Records shown.
- - -

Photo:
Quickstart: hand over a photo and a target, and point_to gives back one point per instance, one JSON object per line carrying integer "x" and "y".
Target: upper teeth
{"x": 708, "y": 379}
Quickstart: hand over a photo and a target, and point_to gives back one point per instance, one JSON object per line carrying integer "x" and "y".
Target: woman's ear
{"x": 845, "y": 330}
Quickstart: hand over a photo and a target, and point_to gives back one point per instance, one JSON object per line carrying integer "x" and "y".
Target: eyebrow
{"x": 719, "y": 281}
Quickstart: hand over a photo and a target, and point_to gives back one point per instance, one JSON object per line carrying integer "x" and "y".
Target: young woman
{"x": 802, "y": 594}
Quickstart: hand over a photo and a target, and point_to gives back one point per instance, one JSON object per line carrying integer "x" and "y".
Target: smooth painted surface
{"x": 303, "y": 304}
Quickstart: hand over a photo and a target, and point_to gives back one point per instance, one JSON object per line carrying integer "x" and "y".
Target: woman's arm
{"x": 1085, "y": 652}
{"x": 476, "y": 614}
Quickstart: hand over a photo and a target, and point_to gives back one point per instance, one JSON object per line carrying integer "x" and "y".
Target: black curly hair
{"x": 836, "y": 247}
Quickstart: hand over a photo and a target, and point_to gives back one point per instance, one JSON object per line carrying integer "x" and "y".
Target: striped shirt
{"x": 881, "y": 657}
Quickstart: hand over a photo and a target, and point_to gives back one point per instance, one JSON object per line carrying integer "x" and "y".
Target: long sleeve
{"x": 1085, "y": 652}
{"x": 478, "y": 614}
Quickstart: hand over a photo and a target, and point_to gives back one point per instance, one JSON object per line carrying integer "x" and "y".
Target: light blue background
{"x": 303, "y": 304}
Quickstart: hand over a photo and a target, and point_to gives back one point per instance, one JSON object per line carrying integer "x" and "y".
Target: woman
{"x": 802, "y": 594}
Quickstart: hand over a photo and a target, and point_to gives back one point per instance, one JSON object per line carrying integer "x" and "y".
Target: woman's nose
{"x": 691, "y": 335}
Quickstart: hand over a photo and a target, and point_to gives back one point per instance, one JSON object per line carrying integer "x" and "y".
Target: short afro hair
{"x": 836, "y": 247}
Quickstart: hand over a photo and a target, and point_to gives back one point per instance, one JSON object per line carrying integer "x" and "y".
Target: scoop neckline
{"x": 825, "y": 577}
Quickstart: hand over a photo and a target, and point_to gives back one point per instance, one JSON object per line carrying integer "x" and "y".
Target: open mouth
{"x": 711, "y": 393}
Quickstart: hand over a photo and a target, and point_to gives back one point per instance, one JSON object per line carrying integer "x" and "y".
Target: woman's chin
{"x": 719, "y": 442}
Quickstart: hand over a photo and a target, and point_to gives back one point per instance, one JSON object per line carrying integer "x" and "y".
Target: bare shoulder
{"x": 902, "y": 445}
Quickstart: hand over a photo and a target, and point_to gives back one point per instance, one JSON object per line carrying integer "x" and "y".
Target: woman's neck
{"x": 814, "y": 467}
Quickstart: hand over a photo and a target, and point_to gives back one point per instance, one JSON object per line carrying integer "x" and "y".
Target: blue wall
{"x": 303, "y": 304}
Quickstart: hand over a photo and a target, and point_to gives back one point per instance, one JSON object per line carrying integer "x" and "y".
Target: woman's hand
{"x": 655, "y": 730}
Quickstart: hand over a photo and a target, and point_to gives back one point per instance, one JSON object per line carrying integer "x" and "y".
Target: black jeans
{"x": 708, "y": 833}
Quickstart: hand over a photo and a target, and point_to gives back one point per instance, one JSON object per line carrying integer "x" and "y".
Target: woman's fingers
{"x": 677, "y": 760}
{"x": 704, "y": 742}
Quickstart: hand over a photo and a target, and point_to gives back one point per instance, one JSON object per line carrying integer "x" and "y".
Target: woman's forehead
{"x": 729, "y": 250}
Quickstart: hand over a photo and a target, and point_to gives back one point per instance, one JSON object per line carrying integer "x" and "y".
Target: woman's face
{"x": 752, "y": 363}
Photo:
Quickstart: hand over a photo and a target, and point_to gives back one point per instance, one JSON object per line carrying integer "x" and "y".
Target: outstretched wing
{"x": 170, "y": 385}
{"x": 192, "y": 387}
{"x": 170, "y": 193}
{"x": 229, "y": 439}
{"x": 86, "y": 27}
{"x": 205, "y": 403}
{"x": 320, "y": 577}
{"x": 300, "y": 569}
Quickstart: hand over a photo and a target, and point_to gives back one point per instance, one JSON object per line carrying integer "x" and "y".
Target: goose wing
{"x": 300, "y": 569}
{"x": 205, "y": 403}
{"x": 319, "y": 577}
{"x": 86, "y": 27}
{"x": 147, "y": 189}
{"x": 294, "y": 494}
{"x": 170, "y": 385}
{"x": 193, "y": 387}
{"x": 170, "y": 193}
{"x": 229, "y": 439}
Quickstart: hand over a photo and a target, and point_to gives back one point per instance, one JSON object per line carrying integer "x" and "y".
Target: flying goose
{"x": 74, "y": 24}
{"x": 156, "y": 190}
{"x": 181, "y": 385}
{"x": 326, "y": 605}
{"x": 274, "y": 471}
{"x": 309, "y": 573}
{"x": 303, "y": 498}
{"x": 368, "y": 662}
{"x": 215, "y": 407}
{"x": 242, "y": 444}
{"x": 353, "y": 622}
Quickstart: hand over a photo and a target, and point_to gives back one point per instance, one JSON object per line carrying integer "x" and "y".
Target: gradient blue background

- - -

Task directions.
Restate the data above word for word.

Solution to the problem.
Photo:
Quickstart: hand over a photo and a target, and point_to gives back one point per instance, one JSON object per line carrying integer "x" and "y".
Target: upper teeth
{"x": 708, "y": 379}
Quickstart: hand over a photo and a target, and point_to gives back one point per instance, one JSON object per line carrying integer "x" and "y".
Target: woman's ear
{"x": 845, "y": 330}
Quickstart: hand over a photo and a target, and point_to gives back one point per instance, one JSON object per line carrying integer "x" and "y".
Target: eyebrow
{"x": 719, "y": 281}
Quickstart: hand over a photo and a target, and point_to gives back one point per instance, one JSON object per line carrying integer "x" and "y".
Target: young woman
{"x": 802, "y": 594}
Quickstart: hand over a photo and a target, and point_to gives back one point per instance, one JSON object per line carrying integer "x" and "y".
Target: smooth painted surface
{"x": 303, "y": 304}
Quickstart: hand over a photo and a target, and point_to gives back one point per instance, one JSON object per line carrying integer "x" and "y".
Target: woman's arm
{"x": 1085, "y": 652}
{"x": 476, "y": 614}
Quickstart: hand over a photo and a target, and point_to gives back one point per instance, one JSON object per line carrying integer "x" and "y".
Target: black curly hair
{"x": 836, "y": 247}
Quickstart: hand over a photo and a target, and point_to gives back one point per instance, one JSON object per line carrying integer "x" and "y".
Target: striped shirt
{"x": 881, "y": 657}
Quickstart: hand over a photo and a target, and point_to gives back one point per instance, one JSON object per line carrying integer "x" and "y".
Target: long sleeve
{"x": 1085, "y": 652}
{"x": 478, "y": 614}
Quickstart: hand over a photo and a target, and point_to gives back one point per instance, one JSON object per line carrying integer "x" and "y".
Target: light blue background
{"x": 303, "y": 304}
Quickstart: hand over a photo and a target, and point_to gives back one point per instance, one JSON object per line carrying integer "x" and "y".
Target: woman
{"x": 802, "y": 594}
Quickstart: hand over a photo and a target, and point_to gives back one point per instance, one JSON object per line carrying integer "x" and "y".
Target: woman's nose
{"x": 691, "y": 335}
Quickstart: hand over a photo and a target, and point_to gives back one point per instance, one JSON object per line carrying integer "x" and "y".
Target: short afro hair
{"x": 836, "y": 247}
Quickstart: hand over a photo and a target, and point_to gives back one point per instance, one JSON object per line carrying integer "x" and "y".
Target: scoop neckline
{"x": 825, "y": 577}
Quickstart: hand over a photo and a target, and point_to gives back one point per instance, one JSON object per line carrying integer "x" and "y".
Target: open mouth
{"x": 711, "y": 393}
Quickstart: hand over a photo and a target, and point_to gives back one point per instance, one JSON object per line carrying integer "x" and "y".
Target: woman's chin
{"x": 719, "y": 442}
Quickstart: hand over a photo and a target, and point_to gives back one point per instance, one JSON object per line carrying integer "x" and "y".
Target: bare shoulder
{"x": 902, "y": 445}
Quickstart: hand over a photo and a target, and point_to gives back one point per instance, one JSON object per line carrying integer "x" and "y".
Target: woman's neck
{"x": 814, "y": 467}
Quickstart: hand over a photo and a target, and point_to gives back one point per instance, one JSON object per line carrying integer "x" and "y".
Target: blue wall
{"x": 303, "y": 304}
Quickstart: hand over a photo and a target, and point_to gives back one point per instance, one JSON object per line carrying integer "x" and "y".
Target: woman's hand
{"x": 655, "y": 730}
Quickstart: hand over a photo and a target, and point_to gives back one point per instance, one JSON object per line carrying integer "x" and "y".
Target: black jeans
{"x": 708, "y": 833}
Quickstart: hand over a photo and a target, and point_to gives back one point per instance, one JSON object per line carrying integer "x" and "y".
Target: woman's fingers
{"x": 677, "y": 760}
{"x": 704, "y": 742}
Quickstart: hand over a photo and a target, and point_to gives back one point per instance, one JSON object per line carrying integer "x" and "y".
Target: woman's forehead
{"x": 729, "y": 250}
Quickstart: hand over a photo and a target, and point_to gives back one point per instance, one JSON object per line carrying integer "x" and "y".
Target: woman's face
{"x": 752, "y": 363}
Photo:
Quickstart: hand over a photo and a target, and point_to gives back one point per instance, one JSON object per line carrying integer "x" and "y".
Target: outstretched wing
{"x": 170, "y": 385}
{"x": 192, "y": 387}
{"x": 170, "y": 193}
{"x": 229, "y": 439}
{"x": 86, "y": 27}
{"x": 205, "y": 403}
{"x": 320, "y": 577}
{"x": 300, "y": 569}
Quickstart: hand over a photo and a target, and point_to gives back one point per instance, one JSON object per line carrying integer "x" and "y".
Target: goose wing
{"x": 300, "y": 569}
{"x": 205, "y": 403}
{"x": 319, "y": 577}
{"x": 86, "y": 27}
{"x": 147, "y": 189}
{"x": 294, "y": 494}
{"x": 170, "y": 385}
{"x": 193, "y": 387}
{"x": 170, "y": 193}
{"x": 229, "y": 439}
Quickstart: hand over a photo and a target, and point_to gives back one point per instance, one JSON object per line carrying integer "x" and "y".
Target: flying goose
{"x": 74, "y": 24}
{"x": 156, "y": 190}
{"x": 181, "y": 385}
{"x": 326, "y": 605}
{"x": 274, "y": 471}
{"x": 309, "y": 573}
{"x": 303, "y": 498}
{"x": 368, "y": 662}
{"x": 215, "y": 407}
{"x": 242, "y": 444}
{"x": 353, "y": 622}
Quickstart: hand over a photo and a target, and point_to gives back one point per instance, one JSON object per line carrying integer "x" and "y".
Target: gradient blue background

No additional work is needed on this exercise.